Stored items from a collection

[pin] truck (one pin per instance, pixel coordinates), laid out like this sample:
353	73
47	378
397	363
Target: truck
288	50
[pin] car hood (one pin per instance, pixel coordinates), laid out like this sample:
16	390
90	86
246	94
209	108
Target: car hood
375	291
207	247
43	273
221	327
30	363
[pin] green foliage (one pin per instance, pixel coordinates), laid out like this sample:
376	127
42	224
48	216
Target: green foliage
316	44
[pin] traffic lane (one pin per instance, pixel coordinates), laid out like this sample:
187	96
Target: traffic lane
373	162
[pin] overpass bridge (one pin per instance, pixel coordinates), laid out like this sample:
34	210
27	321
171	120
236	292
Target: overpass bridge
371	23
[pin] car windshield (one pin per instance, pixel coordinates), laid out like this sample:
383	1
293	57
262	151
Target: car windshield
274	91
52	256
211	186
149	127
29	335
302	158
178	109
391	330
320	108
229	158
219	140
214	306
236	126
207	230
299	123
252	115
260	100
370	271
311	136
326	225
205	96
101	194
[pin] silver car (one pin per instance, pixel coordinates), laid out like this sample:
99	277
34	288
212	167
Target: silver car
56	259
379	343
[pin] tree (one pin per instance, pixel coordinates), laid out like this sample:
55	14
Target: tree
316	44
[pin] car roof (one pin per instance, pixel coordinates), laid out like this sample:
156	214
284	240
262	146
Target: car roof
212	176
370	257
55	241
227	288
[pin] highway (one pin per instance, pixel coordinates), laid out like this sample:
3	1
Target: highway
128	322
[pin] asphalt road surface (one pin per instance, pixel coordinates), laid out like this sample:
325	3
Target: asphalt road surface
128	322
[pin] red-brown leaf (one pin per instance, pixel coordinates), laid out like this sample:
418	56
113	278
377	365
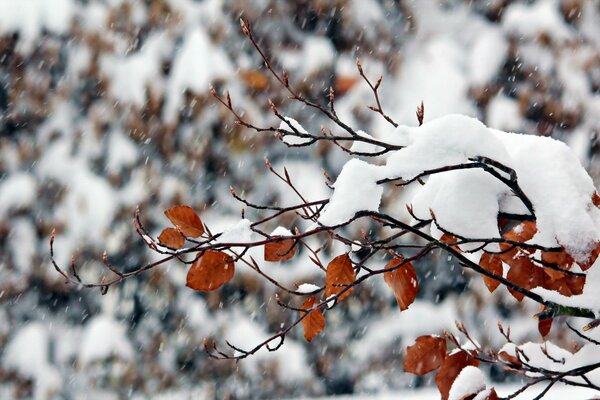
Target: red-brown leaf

Work task:
What is needed is a copy of every line above in which "brown" appears.

Task result:
[pin] red-brown leaf (one pin per instance, pixel coordinates), laid out like this sample:
Target: red-brown leaf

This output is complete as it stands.